## begin

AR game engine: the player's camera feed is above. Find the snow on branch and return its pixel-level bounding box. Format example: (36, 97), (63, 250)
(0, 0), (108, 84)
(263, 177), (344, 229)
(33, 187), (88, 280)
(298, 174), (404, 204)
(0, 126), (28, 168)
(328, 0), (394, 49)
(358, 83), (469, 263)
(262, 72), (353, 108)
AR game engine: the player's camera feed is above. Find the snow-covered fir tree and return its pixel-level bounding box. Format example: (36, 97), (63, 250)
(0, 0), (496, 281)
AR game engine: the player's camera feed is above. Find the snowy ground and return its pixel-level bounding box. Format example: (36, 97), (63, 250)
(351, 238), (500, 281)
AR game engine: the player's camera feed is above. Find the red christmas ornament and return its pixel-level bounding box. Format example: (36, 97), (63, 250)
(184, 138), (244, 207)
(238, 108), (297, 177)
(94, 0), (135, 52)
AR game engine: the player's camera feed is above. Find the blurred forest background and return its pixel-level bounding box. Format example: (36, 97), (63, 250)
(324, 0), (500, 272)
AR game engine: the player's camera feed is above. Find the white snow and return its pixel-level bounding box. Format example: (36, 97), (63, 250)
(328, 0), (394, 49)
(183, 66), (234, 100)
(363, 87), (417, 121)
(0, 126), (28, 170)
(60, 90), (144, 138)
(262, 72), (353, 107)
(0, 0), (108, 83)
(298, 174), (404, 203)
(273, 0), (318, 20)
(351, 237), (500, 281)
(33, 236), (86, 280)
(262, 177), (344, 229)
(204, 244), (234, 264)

## end

## Task instructions
Please put the data above into a JSON list of strings, one string per line, leaving out any blank lines.

## Exercise solution
[
  "AR game engine: the player's camera feed is above. Find the snow on branch and return its pixel-level bounding box. Format example: (36, 97), (63, 250)",
  "(0, 0), (108, 84)",
  "(263, 177), (344, 229)",
  "(33, 187), (88, 280)",
  "(298, 174), (404, 204)",
  "(0, 126), (28, 168)",
  "(328, 0), (394, 49)",
  "(358, 83), (469, 263)",
  "(262, 72), (353, 108)",
  "AR game engine: the player's camera feed is above. Find the snow-covered fir tree and return its pixel-level bounding box. Format example: (36, 97), (63, 250)",
  "(0, 0), (496, 281)",
  "AR game engine: the player's camera feed is above. Find the snowy ground and return its pixel-level bounding box. Format example: (36, 97), (63, 250)",
  "(351, 238), (500, 281)",
  "AR game engine: the player's camera feed is above. Find the red christmas ornament and return its pixel-level bounding box. Format example: (36, 97), (63, 250)",
  "(184, 138), (244, 207)",
  "(238, 108), (297, 177)",
  "(94, 0), (135, 52)",
  "AR game engine: the player's camera feed is above. Find the blurred forest background and return its pixel-level bounding box. Format example: (36, 97), (63, 250)",
  "(324, 0), (500, 272)",
  "AR game engine: the player's camera feed is above. Find the white snow and return its pixel-level bounding box. Format example: (36, 97), (63, 250)",
  "(328, 0), (394, 49)",
  "(183, 66), (234, 100)",
  "(363, 87), (417, 121)",
  "(0, 126), (28, 170)",
  "(60, 90), (144, 138)",
  "(262, 72), (353, 107)",
  "(0, 0), (108, 83)",
  "(298, 174), (404, 203)",
  "(273, 0), (318, 20)",
  "(351, 237), (500, 281)",
  "(33, 236), (86, 280)",
  "(262, 177), (344, 229)",
  "(204, 244), (234, 264)"
]